▶ The problem:
Copy out all the rows below, substituting "pixel position" for each "pixel location" and keeping everything else the same.

==== Provided data ====

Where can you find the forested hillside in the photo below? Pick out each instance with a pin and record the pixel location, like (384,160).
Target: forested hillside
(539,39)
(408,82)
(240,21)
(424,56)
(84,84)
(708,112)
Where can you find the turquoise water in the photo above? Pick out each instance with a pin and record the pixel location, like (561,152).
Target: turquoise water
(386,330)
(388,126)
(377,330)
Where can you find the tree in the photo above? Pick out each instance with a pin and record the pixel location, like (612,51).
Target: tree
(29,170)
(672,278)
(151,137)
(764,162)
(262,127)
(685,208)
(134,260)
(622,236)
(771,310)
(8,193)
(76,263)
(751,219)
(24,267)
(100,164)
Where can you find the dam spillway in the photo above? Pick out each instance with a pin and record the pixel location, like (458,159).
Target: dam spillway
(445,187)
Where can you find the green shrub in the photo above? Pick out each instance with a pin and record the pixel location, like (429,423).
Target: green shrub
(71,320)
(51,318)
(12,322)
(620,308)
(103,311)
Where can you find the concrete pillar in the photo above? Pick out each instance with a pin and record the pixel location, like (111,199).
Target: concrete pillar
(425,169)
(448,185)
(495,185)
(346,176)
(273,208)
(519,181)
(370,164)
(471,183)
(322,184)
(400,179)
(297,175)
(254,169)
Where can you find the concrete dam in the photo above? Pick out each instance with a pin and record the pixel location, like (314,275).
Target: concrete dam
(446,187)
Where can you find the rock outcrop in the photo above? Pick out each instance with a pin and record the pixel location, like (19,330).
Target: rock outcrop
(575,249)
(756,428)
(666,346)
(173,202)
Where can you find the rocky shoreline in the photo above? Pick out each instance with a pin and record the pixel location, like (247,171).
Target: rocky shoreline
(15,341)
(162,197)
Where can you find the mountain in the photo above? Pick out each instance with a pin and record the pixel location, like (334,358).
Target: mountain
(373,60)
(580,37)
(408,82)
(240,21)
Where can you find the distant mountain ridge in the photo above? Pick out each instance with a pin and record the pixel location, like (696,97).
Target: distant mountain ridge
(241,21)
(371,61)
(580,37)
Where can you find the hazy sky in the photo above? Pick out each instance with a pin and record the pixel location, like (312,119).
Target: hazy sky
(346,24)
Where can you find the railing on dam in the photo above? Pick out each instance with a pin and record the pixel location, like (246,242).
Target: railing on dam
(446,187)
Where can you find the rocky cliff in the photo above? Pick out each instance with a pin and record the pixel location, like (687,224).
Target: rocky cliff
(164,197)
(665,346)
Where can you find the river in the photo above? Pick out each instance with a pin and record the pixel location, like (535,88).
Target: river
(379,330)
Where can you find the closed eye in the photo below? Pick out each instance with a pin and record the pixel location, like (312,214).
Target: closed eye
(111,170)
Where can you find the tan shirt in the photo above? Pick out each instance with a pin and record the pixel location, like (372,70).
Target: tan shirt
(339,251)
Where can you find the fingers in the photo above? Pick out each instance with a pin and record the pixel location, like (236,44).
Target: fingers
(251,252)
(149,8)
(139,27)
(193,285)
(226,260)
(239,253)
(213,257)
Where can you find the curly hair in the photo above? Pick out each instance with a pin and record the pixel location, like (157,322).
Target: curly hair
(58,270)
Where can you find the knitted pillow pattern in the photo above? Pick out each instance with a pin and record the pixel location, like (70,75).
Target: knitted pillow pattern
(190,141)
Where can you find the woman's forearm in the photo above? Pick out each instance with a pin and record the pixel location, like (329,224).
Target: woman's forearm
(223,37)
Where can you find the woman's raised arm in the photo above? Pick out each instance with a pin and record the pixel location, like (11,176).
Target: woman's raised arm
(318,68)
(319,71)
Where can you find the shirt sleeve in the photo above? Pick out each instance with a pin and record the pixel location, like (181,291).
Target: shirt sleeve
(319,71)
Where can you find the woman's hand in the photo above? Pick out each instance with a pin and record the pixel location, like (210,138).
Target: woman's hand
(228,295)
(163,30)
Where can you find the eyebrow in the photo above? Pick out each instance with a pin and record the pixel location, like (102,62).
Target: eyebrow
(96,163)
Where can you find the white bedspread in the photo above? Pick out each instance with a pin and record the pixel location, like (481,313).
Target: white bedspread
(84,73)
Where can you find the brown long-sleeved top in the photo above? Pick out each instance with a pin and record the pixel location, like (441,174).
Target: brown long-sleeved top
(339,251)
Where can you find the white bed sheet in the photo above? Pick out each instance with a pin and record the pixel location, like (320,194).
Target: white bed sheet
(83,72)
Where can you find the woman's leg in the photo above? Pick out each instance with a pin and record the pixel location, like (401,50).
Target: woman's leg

====

▶ Written answer:
Where can you find the forested hillside in the photo below? Pick out each instance with a pin and record the pixel position, like (384,160).
Target: forested hillside
(539,39)
(408,82)
(240,21)
(424,56)
(84,84)
(708,112)
Where can you find the turquoise water in the photo above? Pick out each instance with a pin and record the pixel position, like (561,152).
Target: turquoise water
(386,330)
(388,126)
(377,330)
Where can you find the tree in the photo above? Pick out each instance with a pin and record the pixel position, like (612,51).
Target: tree
(29,170)
(672,278)
(151,137)
(764,162)
(262,127)
(685,208)
(134,260)
(622,236)
(771,310)
(8,193)
(76,263)
(751,219)
(24,267)
(100,164)
Where can you find the dam spillway in the photo above? Pick out each instance with a pin and record the pixel position, like (458,159).
Target: dam spillway
(445,187)
Where can you find the green shrub in the photo above? Pick out each instance with a pin and record the pixel position, like (429,423).
Target: green shrub
(71,320)
(51,318)
(12,322)
(620,308)
(103,311)
Where can you find the concrete pillar in the photo above? Pick out each instance with a pin and record the pixel position, like (111,199).
Target: concrete pillar
(425,169)
(448,185)
(495,185)
(346,176)
(273,208)
(519,181)
(370,164)
(471,183)
(322,184)
(400,179)
(297,175)
(254,169)
Where can you find the concrete dam in the photo above? Pick out each instance with a pin and record the pixel position, like (314,275).
Target: concrete dam
(446,187)
Where can you find the rock outcrop in the photo above? Pick out each instance with a pin and record the pixel position, like (19,330).
Target: rock outcrop
(575,249)
(756,428)
(666,346)
(173,202)
Where can you find the rocky shoreline in the photo above? Pick out each instance with a pin and record the pixel position, like (247,171).
Target: rocky shoreline
(15,341)
(162,197)
Where can you find the mountain in the photo above? Pick out each instance with a pin and record the pixel position, like (334,358).
Target: mountain
(373,60)
(580,37)
(408,82)
(240,21)
Where can you find the distant mountain ridge in the photo above? Pick out each instance with a pin and record the pixel position, like (696,97).
Target: distant mountain ridge
(241,21)
(371,61)
(580,37)
Where can you find the hazy sky in the photo above? Pick out each instance with a pin and record the pixel position, like (312,119).
Target: hazy sky
(346,24)
Where can you find the railing on dam in the photo above? Pick out each instance with a pin and record the pixel position, like (246,242).
Target: railing on dam
(446,187)
Where can you find the rocky cliff in the photo above? Pick out each instance with a pin and record the pixel position, like (687,224).
Target: rocky cliff
(164,197)
(665,346)
Where can you find the river in the photo above? Pick out each instance with a pin and record the pixel position, like (535,88).
Target: river
(379,330)
Where can you find the closed eye in the photo below? Pick out each instance with a pin and record the pixel position, like (312,214).
Target: closed eye
(111,170)
Where can you find the tan shirt in the photo above? Pick out each instance with a pin and record the pixel position, like (372,70).
Target: tan shirt
(339,251)
Where can you find the fingers in the photo above? Pick out each instance with a pin and record the pixel position, like (236,44).
Target: fingers
(251,252)
(149,8)
(139,27)
(193,285)
(226,260)
(239,253)
(213,257)
Where can you find the curly hair in the photo above? Pick out each instance with a pin and record the pixel position, like (157,322).
Target: curly hair
(58,270)
Where can you find the knitted pillow pattern in the photo above? Pick out each instance with a pin and record the pixel position, like (70,75).
Target: knitted pillow pattern
(190,141)
Where can you find the woman's forearm in the photo above? Pick out each instance with a pin and record the pixel position, like (329,224).
Target: woman's forearm
(223,37)
Where can you find the woman's raised arm in the photo above? Pick out each instance with a pin and record the pixel position, like (11,176).
Target: woman's raised arm
(318,68)
(319,71)
Where can you find the shirt sleeve in the photo above? Pick out each instance with a pin and record the pixel position, like (181,291).
Target: shirt sleeve
(319,71)
Where can you find the woman's hand in the photo above? Pick out each instance with a pin and record the pixel position, like (210,138).
Target: woman's hand
(228,295)
(163,30)
Where can you find the eyebrow in the photo above? Pick out each instance with a pin and record the pixel position, like (102,62).
Target: eyebrow
(96,163)
Where can you find the white bedspread in the photo above? Pick out each instance with a pin and record the pixel position, like (481,313).
Target: white bedspread
(84,73)
Where can you find the brown long-sleeved top in the photo above? Pick out each instance with a pin and record the pixel position, like (441,174).
Target: brown long-sleeved top
(339,251)
Where can you find the white bed sheet in the photo above? Pick out each instance with a pin and record the pixel position, like (320,194).
Target: white bed sheet
(83,72)
Where can you find the woman's leg in the photo above? Pick out each instance with a pin and record the pixel position, like (401,50).
Target: woman's leg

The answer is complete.